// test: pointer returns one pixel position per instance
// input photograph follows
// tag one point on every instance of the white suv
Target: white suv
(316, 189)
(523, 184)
※ ※ ※
**Problem requirements:** Rewrite all the rows above with "white suv" replaced by "red pickup truck" wherever it appears, and leave everything else the same.

**Output for this exercise:**
// test: pointer returns one pixel position per instance
// input photograph follows
// tag one point on every instance of the red pickup truck
Target: red pickup truck
(316, 189)
(523, 184)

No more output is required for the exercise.